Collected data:
○ ○ ○ ○
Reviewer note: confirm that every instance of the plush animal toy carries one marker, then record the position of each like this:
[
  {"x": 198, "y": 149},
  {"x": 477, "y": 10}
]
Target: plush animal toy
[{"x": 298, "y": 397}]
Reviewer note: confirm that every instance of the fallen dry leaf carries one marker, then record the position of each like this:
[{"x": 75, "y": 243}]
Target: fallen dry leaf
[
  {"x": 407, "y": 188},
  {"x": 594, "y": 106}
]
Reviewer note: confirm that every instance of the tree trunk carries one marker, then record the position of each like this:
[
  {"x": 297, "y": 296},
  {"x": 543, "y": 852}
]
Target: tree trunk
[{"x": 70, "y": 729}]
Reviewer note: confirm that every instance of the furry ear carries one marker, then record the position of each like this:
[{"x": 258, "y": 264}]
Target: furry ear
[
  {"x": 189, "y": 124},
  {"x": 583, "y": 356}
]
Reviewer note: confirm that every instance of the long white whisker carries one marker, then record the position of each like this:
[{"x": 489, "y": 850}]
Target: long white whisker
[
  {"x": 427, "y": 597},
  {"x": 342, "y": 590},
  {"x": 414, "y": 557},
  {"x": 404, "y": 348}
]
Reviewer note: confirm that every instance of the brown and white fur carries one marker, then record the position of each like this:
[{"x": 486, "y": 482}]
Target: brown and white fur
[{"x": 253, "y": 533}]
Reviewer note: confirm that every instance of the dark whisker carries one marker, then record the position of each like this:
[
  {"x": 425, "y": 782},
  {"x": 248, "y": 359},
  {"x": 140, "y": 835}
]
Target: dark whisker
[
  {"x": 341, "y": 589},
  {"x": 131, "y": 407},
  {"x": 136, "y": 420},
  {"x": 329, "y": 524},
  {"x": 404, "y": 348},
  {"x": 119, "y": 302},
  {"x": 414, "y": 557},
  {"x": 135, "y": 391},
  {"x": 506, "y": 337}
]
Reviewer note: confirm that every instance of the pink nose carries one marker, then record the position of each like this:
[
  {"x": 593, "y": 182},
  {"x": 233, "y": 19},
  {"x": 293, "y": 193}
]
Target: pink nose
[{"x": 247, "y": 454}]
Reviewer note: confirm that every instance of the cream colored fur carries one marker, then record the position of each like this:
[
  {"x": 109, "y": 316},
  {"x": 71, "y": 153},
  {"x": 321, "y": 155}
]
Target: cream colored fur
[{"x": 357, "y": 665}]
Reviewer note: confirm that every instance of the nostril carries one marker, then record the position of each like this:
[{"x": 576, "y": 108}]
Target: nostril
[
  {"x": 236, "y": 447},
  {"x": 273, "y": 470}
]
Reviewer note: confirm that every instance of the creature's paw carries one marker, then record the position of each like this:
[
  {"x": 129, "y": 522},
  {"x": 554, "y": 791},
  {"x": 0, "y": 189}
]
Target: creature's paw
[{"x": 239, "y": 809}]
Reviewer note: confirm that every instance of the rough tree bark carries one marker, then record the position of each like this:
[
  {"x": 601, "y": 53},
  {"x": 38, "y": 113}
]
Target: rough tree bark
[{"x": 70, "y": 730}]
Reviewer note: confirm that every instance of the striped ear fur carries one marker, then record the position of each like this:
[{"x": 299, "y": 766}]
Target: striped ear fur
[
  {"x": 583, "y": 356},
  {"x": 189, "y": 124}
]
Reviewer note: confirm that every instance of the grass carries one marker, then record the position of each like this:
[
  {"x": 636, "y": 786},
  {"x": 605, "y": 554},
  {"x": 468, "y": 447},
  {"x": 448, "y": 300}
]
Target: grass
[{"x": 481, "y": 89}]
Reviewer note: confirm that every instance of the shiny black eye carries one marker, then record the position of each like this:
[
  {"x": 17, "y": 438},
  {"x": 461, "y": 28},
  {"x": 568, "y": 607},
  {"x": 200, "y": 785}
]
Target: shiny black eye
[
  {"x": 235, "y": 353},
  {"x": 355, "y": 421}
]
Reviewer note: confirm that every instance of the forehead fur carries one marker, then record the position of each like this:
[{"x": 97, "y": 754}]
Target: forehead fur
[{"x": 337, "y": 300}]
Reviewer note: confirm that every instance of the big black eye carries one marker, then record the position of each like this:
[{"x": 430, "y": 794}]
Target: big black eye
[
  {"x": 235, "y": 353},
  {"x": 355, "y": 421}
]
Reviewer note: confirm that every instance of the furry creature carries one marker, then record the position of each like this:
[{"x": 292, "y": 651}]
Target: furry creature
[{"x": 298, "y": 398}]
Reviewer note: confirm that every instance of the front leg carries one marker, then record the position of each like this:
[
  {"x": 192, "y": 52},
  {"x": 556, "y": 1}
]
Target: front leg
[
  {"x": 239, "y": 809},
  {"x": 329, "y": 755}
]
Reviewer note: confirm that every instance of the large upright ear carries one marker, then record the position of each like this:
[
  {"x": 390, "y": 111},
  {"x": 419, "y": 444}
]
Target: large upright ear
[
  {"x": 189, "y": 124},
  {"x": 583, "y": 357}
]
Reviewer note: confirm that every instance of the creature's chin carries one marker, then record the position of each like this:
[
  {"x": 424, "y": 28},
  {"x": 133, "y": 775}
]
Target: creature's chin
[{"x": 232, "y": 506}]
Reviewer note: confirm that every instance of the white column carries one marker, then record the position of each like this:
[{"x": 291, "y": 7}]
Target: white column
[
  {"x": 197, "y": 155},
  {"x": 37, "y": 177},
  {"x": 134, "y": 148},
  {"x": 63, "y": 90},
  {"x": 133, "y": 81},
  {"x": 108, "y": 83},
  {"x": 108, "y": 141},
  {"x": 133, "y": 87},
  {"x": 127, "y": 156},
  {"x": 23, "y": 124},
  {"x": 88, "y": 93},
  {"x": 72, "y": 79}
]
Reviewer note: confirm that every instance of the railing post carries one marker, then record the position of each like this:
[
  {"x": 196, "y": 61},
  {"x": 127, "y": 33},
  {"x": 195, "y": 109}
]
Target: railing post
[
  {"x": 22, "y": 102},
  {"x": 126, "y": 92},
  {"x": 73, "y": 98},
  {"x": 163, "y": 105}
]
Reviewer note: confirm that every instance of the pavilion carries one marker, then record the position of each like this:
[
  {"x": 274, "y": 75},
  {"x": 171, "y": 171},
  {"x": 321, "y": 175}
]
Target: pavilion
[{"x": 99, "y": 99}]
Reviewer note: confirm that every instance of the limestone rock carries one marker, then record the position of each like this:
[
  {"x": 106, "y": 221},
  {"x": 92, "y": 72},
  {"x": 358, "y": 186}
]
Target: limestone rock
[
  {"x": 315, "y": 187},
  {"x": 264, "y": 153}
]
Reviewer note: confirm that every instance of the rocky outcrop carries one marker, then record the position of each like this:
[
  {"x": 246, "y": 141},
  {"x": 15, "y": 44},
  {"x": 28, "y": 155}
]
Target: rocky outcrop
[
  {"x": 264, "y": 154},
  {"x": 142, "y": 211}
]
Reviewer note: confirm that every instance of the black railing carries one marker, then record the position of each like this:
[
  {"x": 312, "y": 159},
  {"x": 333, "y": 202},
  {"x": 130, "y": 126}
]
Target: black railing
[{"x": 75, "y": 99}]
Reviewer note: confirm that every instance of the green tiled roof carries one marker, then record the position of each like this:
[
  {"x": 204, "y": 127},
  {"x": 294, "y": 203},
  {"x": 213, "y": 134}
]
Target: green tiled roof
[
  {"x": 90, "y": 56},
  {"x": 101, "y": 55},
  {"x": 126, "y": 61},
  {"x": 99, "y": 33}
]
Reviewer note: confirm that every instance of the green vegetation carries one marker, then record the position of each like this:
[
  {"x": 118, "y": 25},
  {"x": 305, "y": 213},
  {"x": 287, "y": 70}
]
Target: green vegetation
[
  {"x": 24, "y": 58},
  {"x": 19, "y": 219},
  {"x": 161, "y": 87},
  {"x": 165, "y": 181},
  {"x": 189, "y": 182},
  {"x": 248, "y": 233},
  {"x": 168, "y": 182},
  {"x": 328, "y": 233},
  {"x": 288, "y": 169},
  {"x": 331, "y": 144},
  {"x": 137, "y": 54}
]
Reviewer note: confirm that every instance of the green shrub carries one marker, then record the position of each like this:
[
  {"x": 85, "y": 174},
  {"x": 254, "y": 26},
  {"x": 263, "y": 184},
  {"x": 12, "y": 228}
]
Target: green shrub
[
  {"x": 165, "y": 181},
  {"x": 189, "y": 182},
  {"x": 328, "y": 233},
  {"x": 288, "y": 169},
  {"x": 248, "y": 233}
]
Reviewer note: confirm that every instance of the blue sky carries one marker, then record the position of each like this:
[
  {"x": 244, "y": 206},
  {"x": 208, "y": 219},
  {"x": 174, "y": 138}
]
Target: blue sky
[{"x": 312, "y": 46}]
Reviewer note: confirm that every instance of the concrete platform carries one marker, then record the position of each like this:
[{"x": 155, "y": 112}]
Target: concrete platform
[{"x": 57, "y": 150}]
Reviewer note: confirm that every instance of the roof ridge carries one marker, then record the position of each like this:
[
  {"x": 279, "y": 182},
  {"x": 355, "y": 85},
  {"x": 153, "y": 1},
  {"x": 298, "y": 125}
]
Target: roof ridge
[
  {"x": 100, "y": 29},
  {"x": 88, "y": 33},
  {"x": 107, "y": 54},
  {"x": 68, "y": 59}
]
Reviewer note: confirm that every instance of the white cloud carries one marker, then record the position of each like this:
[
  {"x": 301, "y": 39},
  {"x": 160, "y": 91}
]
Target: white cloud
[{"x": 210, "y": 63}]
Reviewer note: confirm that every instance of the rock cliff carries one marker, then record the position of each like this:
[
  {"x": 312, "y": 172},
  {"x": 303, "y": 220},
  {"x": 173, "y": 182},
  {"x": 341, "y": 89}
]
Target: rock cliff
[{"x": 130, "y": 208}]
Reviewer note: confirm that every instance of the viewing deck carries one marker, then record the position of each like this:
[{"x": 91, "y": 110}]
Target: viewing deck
○ ○ ○ ○
[Stated exercise] Can you give every line from the one containing "Reviewer note: confirm that every instance of the white cloud" through the end of the records as a JSON list of strings, one string per line, with blank lines left out?

[Result]
[
  "Reviewer note: confirm that every instance of the white cloud carries one marker, then record the position of each like this:",
  "[",
  "  {\"x\": 301, \"y\": 39},",
  "  {\"x\": 160, \"y\": 91}",
  "]",
  "Target: white cloud",
  "[{\"x\": 210, \"y\": 63}]",
  "Reviewer note: confirm that every instance of the rock cliff carries one marker, then record the position of each like this:",
  "[",
  "  {\"x\": 312, \"y\": 172},",
  "  {\"x\": 303, \"y\": 220},",
  "  {\"x\": 173, \"y\": 182},",
  "  {\"x\": 341, \"y\": 89}",
  "]",
  "Target: rock cliff",
  "[{\"x\": 130, \"y\": 208}]",
  "Reviewer note: confirm that every instance of the viewing deck carries one marker, then record the position of each like this:",
  "[{\"x\": 91, \"y\": 110}]",
  "Target: viewing deck"
]